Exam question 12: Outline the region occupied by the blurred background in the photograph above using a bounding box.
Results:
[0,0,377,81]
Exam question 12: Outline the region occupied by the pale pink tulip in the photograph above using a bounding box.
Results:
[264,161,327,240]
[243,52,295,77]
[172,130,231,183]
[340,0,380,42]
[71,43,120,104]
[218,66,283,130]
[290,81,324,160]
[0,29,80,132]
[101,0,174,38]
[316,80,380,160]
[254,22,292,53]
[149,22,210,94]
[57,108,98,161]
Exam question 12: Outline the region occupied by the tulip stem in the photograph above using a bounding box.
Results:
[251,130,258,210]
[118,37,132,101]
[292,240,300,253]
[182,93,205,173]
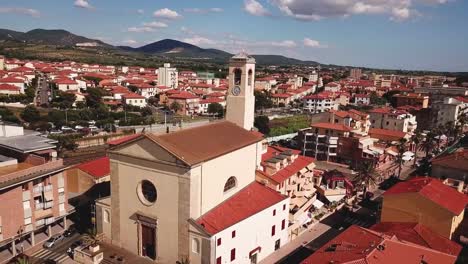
::::::::
### DESCRIPTION OF THE TASK
What is needed here is an exact copy of every record, with the pictures left out.

### SOLUTION TO THIS TASK
Exam question 12: Outline the region occupied by the blurred background in the photograph above using a bounding box.
Results:
[0,0,377,81]
Exam question 12: Outline the region occupied by the pale pink tulip in the photograph above using a bounding box.
Results:
[264,161,327,240]
[243,52,295,77]
[172,130,231,183]
[340,0,380,42]
[71,43,120,104]
[218,66,283,130]
[290,81,324,160]
[0,29,80,132]
[101,0,174,38]
[316,80,380,160]
[254,22,292,53]
[149,22,210,94]
[57,108,98,161]
Exam question 12: Outline the region occupied by the tulip stem in the photograph above using a bounding box.
Results:
[251,130,258,210]
[118,37,132,101]
[292,240,300,253]
[182,93,205,173]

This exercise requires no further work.